Copy out each line of the data holding "below".

Data:
○ ○ ○

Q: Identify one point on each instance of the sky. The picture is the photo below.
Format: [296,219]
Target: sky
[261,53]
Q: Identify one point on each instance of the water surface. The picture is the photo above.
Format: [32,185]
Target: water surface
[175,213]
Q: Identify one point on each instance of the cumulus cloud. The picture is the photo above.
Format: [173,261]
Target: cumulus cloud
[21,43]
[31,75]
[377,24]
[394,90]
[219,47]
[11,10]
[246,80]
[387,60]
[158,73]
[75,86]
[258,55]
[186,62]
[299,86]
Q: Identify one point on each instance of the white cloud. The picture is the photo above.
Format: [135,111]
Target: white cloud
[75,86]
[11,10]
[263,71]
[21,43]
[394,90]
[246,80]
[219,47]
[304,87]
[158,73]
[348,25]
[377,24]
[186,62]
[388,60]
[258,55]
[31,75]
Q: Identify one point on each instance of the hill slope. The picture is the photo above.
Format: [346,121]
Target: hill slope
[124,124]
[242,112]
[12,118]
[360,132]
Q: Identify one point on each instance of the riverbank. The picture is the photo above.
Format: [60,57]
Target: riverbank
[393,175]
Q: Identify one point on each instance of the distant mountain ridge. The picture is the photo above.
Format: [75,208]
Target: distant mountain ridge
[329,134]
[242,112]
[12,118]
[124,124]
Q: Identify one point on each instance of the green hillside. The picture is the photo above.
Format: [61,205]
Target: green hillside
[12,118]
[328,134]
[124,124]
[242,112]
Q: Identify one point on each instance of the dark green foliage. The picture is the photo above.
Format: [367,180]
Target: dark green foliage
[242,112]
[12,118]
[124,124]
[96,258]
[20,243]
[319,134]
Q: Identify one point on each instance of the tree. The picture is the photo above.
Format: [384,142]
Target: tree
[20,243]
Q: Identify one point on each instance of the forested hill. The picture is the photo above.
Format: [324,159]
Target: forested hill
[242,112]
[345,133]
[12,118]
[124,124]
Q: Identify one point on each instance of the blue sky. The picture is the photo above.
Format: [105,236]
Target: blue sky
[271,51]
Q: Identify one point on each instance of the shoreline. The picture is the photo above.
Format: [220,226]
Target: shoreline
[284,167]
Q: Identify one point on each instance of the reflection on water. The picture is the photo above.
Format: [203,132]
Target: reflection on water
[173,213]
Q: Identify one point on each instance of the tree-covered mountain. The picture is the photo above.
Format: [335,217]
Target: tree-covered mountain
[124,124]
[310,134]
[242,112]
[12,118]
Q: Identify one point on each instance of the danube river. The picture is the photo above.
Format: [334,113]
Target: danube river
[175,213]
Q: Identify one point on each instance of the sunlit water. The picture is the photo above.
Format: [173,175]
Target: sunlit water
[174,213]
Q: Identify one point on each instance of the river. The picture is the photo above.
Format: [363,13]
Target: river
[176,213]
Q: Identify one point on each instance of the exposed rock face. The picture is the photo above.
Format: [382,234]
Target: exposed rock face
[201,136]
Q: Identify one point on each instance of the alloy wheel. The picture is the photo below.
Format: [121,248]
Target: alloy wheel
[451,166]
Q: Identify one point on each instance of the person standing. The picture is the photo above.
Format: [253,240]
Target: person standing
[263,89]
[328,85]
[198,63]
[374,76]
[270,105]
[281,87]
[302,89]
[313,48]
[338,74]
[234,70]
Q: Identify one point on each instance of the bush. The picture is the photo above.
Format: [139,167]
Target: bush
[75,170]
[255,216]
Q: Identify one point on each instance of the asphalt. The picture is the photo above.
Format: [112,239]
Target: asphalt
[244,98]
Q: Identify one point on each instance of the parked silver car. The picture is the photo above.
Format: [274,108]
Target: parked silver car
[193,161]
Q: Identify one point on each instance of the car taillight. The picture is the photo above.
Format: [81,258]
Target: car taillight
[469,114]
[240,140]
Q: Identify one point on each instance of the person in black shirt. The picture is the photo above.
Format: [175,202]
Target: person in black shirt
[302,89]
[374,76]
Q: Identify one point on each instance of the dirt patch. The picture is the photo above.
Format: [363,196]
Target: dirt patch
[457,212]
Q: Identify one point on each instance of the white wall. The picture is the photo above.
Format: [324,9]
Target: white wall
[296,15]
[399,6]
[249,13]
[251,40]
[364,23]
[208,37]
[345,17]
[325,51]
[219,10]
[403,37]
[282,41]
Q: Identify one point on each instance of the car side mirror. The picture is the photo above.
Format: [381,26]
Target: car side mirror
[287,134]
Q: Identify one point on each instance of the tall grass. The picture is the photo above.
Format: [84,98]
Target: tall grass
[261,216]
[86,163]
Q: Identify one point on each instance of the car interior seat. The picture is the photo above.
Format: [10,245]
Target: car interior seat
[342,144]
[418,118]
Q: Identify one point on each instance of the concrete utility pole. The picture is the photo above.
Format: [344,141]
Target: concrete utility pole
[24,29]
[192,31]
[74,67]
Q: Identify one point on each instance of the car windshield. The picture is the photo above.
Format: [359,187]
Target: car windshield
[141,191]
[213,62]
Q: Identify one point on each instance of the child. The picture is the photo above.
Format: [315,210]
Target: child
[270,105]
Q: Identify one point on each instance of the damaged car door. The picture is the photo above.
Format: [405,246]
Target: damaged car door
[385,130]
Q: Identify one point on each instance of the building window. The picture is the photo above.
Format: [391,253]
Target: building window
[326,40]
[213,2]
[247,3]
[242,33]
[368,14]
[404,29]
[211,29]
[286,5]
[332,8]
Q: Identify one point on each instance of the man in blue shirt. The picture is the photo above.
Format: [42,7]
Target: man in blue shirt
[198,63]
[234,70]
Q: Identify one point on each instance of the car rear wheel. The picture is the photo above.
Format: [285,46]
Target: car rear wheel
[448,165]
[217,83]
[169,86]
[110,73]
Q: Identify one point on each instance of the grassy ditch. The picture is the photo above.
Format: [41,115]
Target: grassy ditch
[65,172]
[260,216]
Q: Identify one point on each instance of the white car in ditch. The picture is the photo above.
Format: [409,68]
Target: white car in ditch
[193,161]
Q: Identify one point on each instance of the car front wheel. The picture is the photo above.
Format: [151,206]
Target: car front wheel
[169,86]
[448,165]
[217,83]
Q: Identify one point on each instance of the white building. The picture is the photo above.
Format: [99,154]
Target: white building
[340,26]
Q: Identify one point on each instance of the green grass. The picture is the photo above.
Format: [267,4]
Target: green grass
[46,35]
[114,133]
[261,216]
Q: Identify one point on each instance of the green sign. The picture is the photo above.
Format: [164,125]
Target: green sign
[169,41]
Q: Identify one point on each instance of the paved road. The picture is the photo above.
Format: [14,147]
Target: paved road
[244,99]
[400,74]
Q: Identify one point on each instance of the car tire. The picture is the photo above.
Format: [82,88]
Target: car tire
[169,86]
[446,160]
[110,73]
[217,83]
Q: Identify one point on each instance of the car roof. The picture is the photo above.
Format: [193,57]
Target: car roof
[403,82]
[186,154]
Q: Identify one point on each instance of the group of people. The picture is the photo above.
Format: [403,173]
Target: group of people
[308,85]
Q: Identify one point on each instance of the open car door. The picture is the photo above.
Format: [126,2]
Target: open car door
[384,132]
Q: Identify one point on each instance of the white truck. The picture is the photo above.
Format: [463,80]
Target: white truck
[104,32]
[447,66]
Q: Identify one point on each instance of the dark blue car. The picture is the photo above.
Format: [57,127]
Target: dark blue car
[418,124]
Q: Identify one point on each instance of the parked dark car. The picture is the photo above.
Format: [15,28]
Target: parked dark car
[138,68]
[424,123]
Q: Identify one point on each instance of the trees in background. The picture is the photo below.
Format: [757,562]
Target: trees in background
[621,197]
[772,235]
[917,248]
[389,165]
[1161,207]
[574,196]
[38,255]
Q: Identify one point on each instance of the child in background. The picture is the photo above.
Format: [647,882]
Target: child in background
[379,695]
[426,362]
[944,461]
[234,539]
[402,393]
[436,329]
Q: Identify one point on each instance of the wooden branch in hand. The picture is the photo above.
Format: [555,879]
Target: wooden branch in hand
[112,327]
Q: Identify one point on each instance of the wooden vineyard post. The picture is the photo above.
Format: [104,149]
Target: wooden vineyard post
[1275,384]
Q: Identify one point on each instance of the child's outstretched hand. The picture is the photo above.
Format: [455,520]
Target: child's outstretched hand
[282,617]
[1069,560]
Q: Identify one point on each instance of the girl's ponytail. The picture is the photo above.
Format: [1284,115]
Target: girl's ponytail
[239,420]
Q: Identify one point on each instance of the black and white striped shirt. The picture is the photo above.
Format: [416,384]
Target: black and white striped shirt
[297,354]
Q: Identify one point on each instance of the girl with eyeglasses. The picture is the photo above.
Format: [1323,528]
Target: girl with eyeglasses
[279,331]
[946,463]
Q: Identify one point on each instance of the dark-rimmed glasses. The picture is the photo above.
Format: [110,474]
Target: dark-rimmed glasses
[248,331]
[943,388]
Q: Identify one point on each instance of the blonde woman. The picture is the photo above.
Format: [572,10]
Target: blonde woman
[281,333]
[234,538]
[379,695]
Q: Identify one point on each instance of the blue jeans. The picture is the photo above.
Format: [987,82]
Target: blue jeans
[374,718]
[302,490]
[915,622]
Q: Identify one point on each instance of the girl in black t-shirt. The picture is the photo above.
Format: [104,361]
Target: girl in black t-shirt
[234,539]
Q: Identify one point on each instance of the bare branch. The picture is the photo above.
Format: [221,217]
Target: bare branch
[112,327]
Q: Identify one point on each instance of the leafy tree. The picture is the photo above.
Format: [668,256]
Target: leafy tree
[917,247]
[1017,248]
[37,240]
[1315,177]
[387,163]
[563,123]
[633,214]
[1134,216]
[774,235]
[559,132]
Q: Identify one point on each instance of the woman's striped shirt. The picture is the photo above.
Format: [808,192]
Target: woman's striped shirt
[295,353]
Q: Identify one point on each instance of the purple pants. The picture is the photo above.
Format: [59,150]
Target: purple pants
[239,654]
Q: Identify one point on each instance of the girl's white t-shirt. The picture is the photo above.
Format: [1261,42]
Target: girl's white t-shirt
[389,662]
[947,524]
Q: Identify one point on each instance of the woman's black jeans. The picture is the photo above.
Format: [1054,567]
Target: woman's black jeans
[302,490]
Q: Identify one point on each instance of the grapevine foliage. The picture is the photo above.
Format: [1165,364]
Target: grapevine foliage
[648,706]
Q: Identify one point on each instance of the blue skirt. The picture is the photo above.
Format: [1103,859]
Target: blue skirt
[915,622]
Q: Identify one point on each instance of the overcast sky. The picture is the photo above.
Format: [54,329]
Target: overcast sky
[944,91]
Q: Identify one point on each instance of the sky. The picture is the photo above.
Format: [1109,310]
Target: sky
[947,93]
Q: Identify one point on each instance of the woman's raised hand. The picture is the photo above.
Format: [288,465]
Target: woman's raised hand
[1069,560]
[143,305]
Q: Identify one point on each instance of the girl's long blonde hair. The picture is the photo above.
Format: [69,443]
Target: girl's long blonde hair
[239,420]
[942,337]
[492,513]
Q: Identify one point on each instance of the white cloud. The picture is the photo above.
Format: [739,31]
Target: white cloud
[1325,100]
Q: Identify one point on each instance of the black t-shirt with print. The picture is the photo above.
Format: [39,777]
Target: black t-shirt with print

○ ○ ○

Exercise solution:
Q: Identify one point on each instance of the sky. The picture is the photo below.
Q: Identify one point on each instance of the alloy wheel. The picture is the photo below.
Q: Identify one point on each instance of the trees in background. The picture is the photo below.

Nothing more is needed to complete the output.